**Given instruction**: Please copy word for word every line of the entries below, from the one containing "canopy in the photo above." through the last line of the entries.

**Rows**:
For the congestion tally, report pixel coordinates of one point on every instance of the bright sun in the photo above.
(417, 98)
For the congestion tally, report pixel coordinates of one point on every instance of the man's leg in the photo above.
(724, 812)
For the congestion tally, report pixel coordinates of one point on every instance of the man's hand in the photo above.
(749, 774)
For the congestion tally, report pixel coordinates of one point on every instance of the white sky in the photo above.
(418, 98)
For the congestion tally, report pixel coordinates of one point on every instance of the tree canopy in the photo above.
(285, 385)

**Answer to this problem**:
For the congestion tally, report pixel coordinates of one point on every instance of the tree canopy in the photo above.
(285, 385)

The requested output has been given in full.